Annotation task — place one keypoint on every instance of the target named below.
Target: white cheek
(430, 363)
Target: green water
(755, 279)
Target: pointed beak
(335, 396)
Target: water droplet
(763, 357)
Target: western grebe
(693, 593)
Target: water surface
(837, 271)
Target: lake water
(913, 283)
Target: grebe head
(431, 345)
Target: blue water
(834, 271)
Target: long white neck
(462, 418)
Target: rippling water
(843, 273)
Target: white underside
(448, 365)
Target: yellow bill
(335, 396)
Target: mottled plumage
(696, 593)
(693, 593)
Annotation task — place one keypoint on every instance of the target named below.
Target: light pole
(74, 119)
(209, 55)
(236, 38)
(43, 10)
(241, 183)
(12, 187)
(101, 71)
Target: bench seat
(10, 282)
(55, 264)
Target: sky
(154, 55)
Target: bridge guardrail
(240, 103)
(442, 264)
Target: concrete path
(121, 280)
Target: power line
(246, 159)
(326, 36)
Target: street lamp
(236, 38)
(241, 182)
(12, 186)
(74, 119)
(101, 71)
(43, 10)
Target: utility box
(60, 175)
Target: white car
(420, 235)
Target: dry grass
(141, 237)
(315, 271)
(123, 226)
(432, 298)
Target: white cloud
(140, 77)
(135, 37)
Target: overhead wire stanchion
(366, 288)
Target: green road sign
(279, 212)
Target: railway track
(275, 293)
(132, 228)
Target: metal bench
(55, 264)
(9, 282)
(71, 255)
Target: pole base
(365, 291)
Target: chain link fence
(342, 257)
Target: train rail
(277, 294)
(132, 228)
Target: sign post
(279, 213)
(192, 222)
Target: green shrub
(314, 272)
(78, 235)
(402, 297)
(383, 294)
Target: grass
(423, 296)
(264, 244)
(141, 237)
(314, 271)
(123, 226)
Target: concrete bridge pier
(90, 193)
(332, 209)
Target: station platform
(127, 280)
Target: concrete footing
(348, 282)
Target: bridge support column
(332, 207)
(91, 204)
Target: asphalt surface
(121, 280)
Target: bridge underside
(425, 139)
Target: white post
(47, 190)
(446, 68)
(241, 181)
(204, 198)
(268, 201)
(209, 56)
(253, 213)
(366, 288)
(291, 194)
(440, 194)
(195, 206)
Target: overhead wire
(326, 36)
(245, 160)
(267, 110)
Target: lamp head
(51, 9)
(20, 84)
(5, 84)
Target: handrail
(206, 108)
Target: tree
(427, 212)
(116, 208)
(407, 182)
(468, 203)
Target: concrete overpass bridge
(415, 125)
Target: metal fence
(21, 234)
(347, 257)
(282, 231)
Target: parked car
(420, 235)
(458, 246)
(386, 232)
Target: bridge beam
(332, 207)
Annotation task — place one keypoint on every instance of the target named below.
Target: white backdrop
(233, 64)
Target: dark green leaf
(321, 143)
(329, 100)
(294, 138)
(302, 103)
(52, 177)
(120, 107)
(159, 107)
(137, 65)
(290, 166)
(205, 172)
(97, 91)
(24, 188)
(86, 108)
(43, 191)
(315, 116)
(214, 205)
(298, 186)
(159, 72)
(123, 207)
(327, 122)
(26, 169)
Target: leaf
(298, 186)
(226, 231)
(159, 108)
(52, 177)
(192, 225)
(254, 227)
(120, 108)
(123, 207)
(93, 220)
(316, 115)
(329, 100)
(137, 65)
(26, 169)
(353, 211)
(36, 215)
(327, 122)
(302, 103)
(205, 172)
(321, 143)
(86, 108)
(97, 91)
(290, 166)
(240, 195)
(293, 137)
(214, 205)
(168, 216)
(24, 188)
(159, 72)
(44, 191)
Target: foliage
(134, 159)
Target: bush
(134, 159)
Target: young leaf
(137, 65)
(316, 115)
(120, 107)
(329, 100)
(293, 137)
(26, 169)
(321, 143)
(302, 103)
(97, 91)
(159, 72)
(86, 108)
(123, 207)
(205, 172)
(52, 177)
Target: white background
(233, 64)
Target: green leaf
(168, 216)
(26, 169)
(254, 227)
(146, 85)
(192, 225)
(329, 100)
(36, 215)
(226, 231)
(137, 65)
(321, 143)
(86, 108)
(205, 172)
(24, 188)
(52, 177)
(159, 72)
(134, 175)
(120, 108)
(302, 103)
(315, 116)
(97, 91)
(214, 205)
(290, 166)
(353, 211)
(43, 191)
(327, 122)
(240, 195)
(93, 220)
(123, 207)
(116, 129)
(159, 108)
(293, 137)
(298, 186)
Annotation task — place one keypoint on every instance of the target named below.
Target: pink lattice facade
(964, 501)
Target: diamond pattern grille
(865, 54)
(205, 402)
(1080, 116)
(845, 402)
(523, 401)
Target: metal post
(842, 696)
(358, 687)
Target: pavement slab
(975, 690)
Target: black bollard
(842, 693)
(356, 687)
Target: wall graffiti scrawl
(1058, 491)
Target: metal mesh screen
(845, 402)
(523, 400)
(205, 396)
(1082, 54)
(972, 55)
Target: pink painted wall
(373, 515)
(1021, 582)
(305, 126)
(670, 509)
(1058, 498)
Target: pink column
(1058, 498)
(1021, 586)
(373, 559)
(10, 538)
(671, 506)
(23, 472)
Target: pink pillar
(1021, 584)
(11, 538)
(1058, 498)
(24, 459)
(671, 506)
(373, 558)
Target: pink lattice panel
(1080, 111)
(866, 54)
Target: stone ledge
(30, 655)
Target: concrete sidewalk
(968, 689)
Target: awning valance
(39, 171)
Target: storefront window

*-*-*

* **WHAT YOU WILL DO**: Your task is to repeat every entry above exactly.

* **TASK RESPONSE**:
Annotation task — place one keypoint on every instance of the target named below.
Target: white cheek
(430, 363)
Target: green water
(755, 279)
Target: pointed beak
(335, 396)
Target: water droplet
(763, 357)
Target: western grebe
(693, 593)
Target: water surface
(837, 271)
Target: lake water
(913, 283)
Target: grebe head
(431, 345)
Target: blue water
(834, 271)
Target: long white neck
(462, 418)
Target: rippling water
(843, 273)
Target: white underside
(448, 365)
Target: yellow bill
(335, 396)
Target: mottled plumage
(696, 593)
(693, 593)
Annotation task — place one keypoint on every instance of the target named below.
Target: light pole
(74, 119)
(209, 55)
(236, 38)
(43, 10)
(241, 183)
(12, 187)
(101, 71)
Target: bench seat
(10, 282)
(55, 264)
Target: sky
(154, 55)
Target: bridge guardrail
(240, 103)
(442, 264)
Target: concrete path
(121, 280)
Target: power line
(246, 159)
(326, 36)
Target: street lamp
(236, 38)
(241, 182)
(12, 186)
(74, 119)
(101, 71)
(43, 10)
Target: utility box
(60, 175)
Target: white car
(420, 235)
Target: dry grass
(141, 237)
(315, 271)
(123, 226)
(432, 298)
Target: white cloud
(140, 77)
(135, 37)
Target: overhead wire stanchion
(366, 288)
Target: green road sign
(279, 212)
Target: railway track
(275, 293)
(132, 228)
Target: metal bench
(55, 264)
(9, 282)
(71, 255)
Target: pole base
(365, 291)
Target: chain link fence
(342, 257)
Target: train rail
(277, 294)
(132, 228)
Target: sign post
(279, 213)
(192, 222)
Target: green shrub
(314, 272)
(78, 235)
(402, 297)
(383, 294)
Target: grass
(423, 296)
(264, 244)
(141, 237)
(314, 271)
(123, 226)
Target: concrete bridge pier
(90, 193)
(332, 209)
Target: station platform
(127, 280)
Target: concrete footing
(348, 282)
Target: bridge support column
(332, 207)
(91, 204)
Target: asphalt surface
(121, 280)
Target: bridge underside
(425, 139)
Target: white post
(47, 190)
(446, 68)
(241, 181)
(204, 198)
(268, 201)
(209, 56)
(253, 213)
(366, 288)
(291, 194)
(440, 194)
(195, 206)
Target: overhead wire
(326, 36)
(245, 160)
(267, 110)
Target: lamp head
(51, 9)
(20, 84)
(5, 84)
Target: handrail
(206, 108)
Target: tree
(427, 212)
(116, 208)
(407, 182)
(468, 203)
Target: concrete overpass bridge
(415, 125)
Target: metal fence
(21, 234)
(347, 257)
(282, 231)
Target: parked car
(420, 235)
(458, 246)
(386, 232)
Target: bridge beam
(332, 207)
Annotation task — place one keypoint on every instance of the target named below.
Target: white backdrop
(233, 64)
Target: dark green leaf
(321, 143)
(329, 100)
(294, 138)
(302, 103)
(52, 177)
(120, 107)
(159, 107)
(137, 65)
(290, 166)
(205, 172)
(97, 91)
(24, 188)
(86, 108)
(43, 191)
(315, 116)
(214, 205)
(298, 186)
(159, 72)
(123, 207)
(327, 122)
(26, 169)
Target: leaf
(298, 186)
(226, 231)
(159, 108)
(52, 177)
(192, 225)
(254, 227)
(120, 108)
(123, 207)
(93, 220)
(316, 115)
(329, 100)
(137, 65)
(26, 169)
(353, 211)
(36, 215)
(327, 122)
(302, 103)
(205, 172)
(321, 143)
(86, 108)
(97, 91)
(290, 166)
(240, 195)
(293, 137)
(214, 205)
(168, 216)
(24, 188)
(159, 72)
(44, 191)
Target: foliage
(134, 159)
Target: bush
(134, 159)
Target: young leaf
(137, 65)
(316, 115)
(120, 107)
(329, 100)
(293, 137)
(26, 169)
(321, 143)
(302, 103)
(97, 91)
(159, 72)
(86, 108)
(123, 207)
(205, 172)
(52, 177)
Target: white background
(233, 64)
Target: green leaf
(168, 216)
(26, 169)
(254, 227)
(146, 85)
(192, 225)
(329, 100)
(36, 215)
(226, 231)
(137, 65)
(321, 143)
(86, 108)
(205, 172)
(24, 188)
(52, 177)
(159, 72)
(134, 175)
(120, 108)
(302, 103)
(315, 116)
(97, 91)
(214, 205)
(290, 166)
(353, 211)
(43, 191)
(327, 122)
(240, 195)
(93, 220)
(123, 207)
(116, 129)
(159, 108)
(293, 137)
(298, 186)
Annotation task — place one keypoint on every instance of the target named below.
Target: pink lattice facade
(964, 501)
Target: diamond pattern grille
(865, 54)
(205, 402)
(1080, 116)
(845, 402)
(523, 401)
Target: metal post
(842, 696)
(358, 687)
Target: pavement slab
(975, 690)
Target: black bollard
(842, 693)
(356, 687)
Target: wall graffiti scrawl
(1058, 491)
Target: metal mesh screen
(845, 402)
(523, 400)
(205, 396)
(1082, 54)
(972, 55)
Target: pink painted wall
(373, 515)
(1021, 582)
(305, 126)
(670, 509)
(1058, 498)
Target: pink column
(1058, 498)
(1021, 586)
(373, 559)
(10, 538)
(671, 506)
(23, 472)
Target: pink pillar
(1021, 584)
(11, 538)
(1058, 498)
(24, 459)
(671, 506)
(373, 558)
Target: pink lattice panel
(1080, 111)
(866, 54)
Target: stone ledge
(30, 655)
Target: concrete sidewalk
(968, 689)
Target: awning valance
(39, 171)
Target: storefront window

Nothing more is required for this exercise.